Die Lockerung neuer Grenzwerte bei Euro-6-Tests war rechtswidrig. Das EuG erklärte diese für nichtig. Eine möglicherweise folgenschwere Entscheidung für Fahrer neuer Diesel-Fahrzeuge, wie Ursula Steinkemper und Thomas Lennarz erläutern.
Seit der Entscheidung des Gerichts der Europäischen Union (EuG) vom Donnerstag ist die Diskussion über Fahrverbote für Diesel-Fahrzeuge um eine Facette reicher (Urt. v. 13.12.2018, Rs. T-339/16, T-352/16, T- 391/16): Danach könnten zukünftig wieder Schadstoffgrenzwerte gelten, die auch von Dieselfahrzeugen mit Euro 6-Norm möglicherweise nicht eingehalten werden.

————————

_Zu erledigende Aufgabe:_ Führen Sie den Auszug zum EuG-Urteil über die Euro-6-Grenzwerte im Anschluss an seinen letzten Satz weiter.

_Datenliste:_
————————

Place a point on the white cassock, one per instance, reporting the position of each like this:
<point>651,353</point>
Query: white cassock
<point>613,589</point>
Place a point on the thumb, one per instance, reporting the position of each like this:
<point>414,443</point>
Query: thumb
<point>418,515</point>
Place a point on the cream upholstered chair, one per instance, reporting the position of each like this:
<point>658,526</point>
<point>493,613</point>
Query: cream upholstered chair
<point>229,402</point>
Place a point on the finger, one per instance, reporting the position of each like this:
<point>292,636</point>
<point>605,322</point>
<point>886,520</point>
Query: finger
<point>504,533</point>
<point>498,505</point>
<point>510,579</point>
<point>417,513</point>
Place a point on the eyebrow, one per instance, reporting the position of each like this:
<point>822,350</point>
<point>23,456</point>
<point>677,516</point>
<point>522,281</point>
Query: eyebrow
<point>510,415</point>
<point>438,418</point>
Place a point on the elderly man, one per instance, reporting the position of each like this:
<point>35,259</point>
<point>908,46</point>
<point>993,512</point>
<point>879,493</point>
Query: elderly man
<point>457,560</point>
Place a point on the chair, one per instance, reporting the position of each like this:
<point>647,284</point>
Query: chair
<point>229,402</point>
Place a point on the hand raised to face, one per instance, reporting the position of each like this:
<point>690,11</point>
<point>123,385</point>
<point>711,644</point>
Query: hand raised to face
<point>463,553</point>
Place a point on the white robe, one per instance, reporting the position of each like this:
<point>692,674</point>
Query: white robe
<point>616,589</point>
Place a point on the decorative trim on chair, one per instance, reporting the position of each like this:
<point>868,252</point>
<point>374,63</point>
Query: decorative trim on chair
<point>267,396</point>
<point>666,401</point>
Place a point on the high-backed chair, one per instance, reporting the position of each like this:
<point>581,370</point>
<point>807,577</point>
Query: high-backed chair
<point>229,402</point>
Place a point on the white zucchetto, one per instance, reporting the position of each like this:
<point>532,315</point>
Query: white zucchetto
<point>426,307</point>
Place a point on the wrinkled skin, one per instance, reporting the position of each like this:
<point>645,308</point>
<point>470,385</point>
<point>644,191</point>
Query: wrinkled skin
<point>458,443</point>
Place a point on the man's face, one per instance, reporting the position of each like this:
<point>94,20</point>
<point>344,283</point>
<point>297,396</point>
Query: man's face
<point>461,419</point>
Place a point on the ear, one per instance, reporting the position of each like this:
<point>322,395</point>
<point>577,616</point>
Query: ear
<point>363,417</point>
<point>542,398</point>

————————

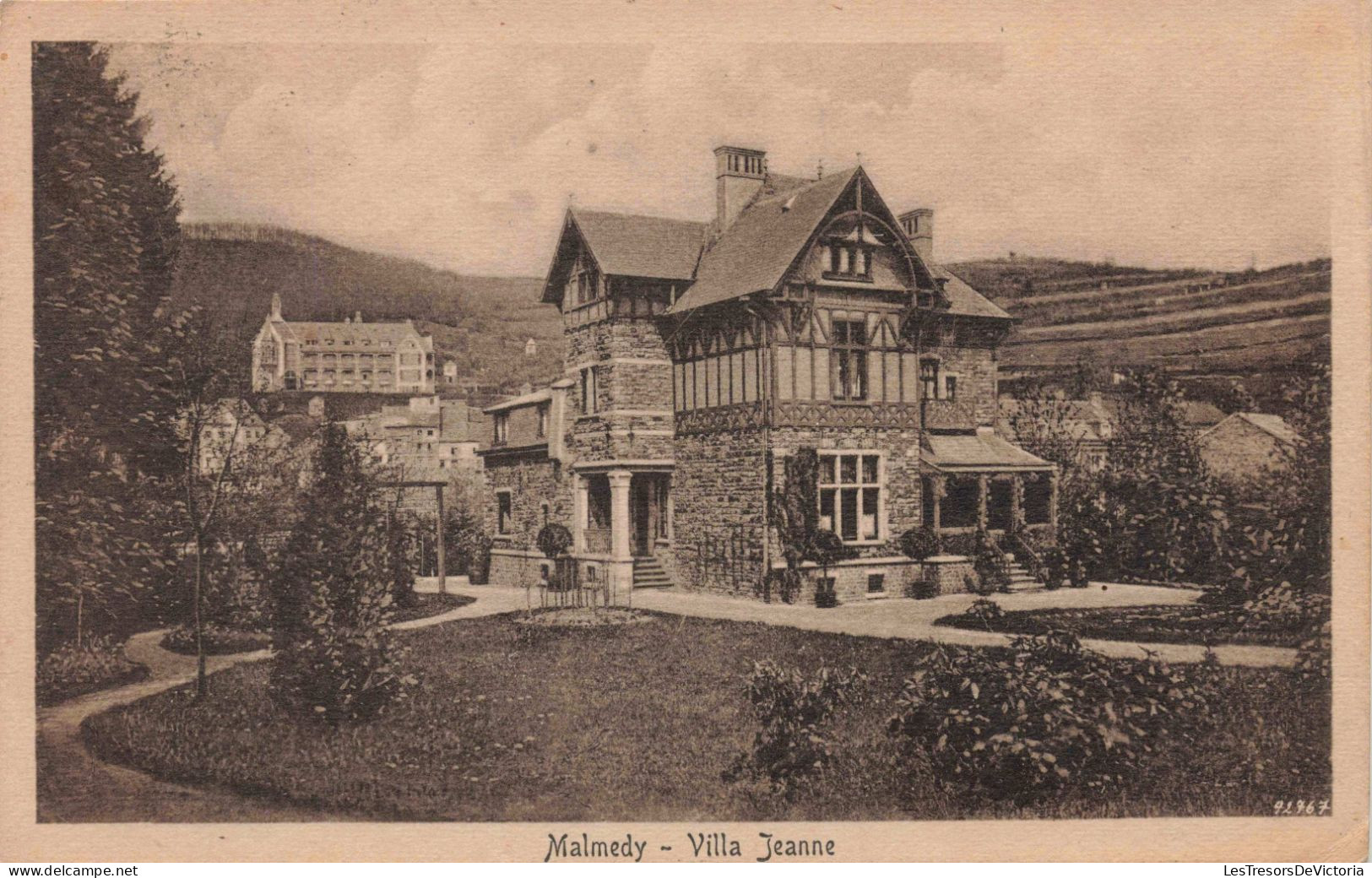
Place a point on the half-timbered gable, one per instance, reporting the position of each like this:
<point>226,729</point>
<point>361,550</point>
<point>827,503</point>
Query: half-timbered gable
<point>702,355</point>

————————

_Schriftliche Antwort:_
Mit der Anhebung der Grenzwerte im Jahr 2016 wollte die Europäischen Kommission einen Ausgleich dafür schaffen, dass die Schadstoff-Emissionen nicht mehr im Labor, sondern im praktischen Fahrbetrieb gemessen werden. Gegen diese Regelung hatten mehrere Großstädte (Paris, Brüssel und Madrid) geklagt, da sie dadurch ihre Bemühungen und Verpflichtungen zur Luftreinhaltung gefährdet sahen. Ihren Klagen hat der EuG nun stattgegeben.
Fragen des Klimawandels und der Umweltpolitik werden derzeit nicht nur gesellschaftspolitisch, sondern immer häufiger auch juristisch diskutiert. Die Bandbreite dieser gerichtlichen Verfahren reicht von Fahrverboten zur Luftreinhaltung über (Sammel-)Klagen für und gegen die Verschärfung von Grenzwerten bis hin zu Schadensersatzklagen gegen Unternehmen wegen Mitverursachung des Klimawandels.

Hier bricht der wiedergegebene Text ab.